-- Information provided follows --
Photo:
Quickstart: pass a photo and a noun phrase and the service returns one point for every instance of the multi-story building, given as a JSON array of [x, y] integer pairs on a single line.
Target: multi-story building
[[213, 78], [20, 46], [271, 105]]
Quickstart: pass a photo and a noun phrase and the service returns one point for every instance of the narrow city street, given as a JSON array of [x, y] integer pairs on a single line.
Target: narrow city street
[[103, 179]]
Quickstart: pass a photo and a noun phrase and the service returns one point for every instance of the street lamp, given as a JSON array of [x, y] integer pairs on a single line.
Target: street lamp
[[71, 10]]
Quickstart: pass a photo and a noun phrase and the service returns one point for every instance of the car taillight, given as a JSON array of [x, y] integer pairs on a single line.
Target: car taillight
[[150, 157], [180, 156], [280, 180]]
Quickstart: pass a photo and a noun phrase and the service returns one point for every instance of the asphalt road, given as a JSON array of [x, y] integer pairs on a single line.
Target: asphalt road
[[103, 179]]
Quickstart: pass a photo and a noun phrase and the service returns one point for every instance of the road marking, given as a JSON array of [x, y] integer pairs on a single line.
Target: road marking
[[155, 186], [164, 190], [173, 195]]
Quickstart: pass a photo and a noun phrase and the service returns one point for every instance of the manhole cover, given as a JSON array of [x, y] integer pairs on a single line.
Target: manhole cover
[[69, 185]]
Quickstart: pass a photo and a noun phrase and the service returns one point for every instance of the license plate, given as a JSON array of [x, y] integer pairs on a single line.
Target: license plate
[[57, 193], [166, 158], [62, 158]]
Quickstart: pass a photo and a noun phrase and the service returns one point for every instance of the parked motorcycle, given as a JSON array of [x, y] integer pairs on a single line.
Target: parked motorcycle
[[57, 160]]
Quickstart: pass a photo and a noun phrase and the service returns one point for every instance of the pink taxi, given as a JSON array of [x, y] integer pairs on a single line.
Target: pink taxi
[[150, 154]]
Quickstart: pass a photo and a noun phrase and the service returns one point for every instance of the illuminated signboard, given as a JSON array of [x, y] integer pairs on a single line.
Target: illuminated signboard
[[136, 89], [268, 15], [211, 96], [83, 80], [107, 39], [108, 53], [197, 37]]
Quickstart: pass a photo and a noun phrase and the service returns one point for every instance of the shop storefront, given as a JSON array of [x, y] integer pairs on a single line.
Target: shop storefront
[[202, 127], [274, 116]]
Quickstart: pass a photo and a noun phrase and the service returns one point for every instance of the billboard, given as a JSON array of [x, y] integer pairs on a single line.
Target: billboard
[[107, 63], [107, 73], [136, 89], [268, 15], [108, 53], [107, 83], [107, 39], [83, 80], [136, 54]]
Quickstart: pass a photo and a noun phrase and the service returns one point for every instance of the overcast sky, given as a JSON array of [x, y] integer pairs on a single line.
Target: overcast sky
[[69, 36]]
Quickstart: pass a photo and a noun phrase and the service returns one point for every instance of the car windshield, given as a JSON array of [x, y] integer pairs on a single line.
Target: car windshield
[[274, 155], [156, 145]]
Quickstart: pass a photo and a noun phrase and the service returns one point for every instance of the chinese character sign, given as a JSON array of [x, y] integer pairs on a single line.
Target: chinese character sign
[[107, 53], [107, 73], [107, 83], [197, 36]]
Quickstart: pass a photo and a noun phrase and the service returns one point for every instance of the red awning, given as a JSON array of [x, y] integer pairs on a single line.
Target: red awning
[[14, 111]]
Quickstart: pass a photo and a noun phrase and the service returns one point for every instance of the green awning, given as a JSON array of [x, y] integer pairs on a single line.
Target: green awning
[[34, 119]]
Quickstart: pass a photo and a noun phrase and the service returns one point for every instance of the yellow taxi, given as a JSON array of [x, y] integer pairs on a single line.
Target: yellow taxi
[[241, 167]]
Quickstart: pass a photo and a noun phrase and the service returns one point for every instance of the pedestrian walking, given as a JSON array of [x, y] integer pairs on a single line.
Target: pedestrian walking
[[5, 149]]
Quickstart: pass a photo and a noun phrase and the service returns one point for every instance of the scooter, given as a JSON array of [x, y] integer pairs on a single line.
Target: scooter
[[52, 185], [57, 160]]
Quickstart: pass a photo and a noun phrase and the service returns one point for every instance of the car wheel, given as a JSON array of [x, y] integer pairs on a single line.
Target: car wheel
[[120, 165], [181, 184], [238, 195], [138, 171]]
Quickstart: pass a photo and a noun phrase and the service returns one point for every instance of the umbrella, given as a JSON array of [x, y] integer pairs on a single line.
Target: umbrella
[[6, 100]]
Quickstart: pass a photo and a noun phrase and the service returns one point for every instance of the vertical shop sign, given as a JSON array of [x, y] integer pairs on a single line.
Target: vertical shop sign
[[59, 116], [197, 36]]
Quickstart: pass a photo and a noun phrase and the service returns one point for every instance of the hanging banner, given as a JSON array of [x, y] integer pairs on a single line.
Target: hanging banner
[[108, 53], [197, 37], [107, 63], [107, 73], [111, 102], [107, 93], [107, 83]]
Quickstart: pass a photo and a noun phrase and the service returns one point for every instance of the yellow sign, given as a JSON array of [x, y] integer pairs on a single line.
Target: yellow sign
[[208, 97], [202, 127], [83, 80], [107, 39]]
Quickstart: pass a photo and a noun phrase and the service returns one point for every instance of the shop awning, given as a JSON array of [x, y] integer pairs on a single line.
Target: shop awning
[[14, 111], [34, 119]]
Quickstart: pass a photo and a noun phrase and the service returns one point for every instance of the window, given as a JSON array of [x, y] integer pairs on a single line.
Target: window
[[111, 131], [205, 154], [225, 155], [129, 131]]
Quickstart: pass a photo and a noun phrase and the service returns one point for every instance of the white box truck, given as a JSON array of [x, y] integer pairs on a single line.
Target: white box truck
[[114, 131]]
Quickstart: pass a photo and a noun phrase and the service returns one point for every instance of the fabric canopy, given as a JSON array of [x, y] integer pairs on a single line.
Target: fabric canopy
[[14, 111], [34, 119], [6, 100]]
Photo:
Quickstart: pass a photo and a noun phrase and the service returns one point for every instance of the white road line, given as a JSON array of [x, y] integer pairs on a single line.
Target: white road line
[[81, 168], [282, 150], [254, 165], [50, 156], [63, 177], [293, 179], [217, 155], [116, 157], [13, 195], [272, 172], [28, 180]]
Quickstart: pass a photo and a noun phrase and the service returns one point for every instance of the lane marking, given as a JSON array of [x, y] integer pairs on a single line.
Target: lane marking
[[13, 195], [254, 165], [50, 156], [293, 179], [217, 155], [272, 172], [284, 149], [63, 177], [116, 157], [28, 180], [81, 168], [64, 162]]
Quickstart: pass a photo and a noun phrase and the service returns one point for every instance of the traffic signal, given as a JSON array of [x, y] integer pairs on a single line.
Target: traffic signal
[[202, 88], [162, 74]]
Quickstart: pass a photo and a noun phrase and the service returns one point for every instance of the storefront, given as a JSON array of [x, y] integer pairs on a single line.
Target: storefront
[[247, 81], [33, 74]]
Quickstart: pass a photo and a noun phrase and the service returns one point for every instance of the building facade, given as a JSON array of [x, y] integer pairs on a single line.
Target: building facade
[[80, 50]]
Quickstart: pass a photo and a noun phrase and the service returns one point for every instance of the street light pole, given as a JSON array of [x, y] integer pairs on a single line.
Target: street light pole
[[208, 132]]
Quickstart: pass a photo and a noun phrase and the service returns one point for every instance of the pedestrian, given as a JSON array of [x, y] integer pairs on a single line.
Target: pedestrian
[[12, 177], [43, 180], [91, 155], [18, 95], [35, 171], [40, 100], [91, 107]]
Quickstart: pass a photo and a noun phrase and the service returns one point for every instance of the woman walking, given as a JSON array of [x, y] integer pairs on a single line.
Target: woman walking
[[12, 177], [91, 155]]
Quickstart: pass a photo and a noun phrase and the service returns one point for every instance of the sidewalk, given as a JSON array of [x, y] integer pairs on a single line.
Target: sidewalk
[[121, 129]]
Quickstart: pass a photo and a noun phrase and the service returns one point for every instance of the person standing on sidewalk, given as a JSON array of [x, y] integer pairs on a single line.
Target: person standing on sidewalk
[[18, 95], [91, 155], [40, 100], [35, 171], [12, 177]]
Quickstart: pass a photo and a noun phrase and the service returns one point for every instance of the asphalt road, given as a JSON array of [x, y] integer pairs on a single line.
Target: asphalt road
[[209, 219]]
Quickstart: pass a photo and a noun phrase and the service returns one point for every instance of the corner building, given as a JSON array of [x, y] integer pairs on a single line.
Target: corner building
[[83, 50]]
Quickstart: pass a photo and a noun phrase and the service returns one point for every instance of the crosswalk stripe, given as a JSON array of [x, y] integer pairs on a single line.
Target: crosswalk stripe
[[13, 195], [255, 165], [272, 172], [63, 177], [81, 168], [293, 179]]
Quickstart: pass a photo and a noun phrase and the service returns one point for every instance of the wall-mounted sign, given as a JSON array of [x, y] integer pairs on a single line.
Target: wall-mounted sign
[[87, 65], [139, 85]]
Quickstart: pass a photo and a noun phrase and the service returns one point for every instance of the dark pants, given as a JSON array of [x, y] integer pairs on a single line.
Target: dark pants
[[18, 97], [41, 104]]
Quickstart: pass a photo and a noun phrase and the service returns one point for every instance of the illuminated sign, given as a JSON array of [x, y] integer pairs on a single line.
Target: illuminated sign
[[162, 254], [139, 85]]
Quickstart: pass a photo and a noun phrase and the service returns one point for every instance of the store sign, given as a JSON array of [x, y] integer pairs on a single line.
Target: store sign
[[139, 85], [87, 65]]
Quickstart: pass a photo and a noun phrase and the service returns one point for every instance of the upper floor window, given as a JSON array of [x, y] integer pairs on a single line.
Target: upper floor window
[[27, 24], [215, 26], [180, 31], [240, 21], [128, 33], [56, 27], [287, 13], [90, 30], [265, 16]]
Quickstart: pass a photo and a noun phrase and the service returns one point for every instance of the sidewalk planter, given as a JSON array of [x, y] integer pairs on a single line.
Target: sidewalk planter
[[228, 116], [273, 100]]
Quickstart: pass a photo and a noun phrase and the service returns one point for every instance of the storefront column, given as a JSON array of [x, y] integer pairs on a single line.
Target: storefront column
-- Information provided concluded --
#### Goal of the exercise:
Find all the lines with "column" in the data and copy them.

#### Exercise response:
Quickstart: pass a photo and a noun phrase and the service returns one point for every instance of the storefront column, given as a JSON array of [x, y] integer pairs on a single line.
Target: storefront column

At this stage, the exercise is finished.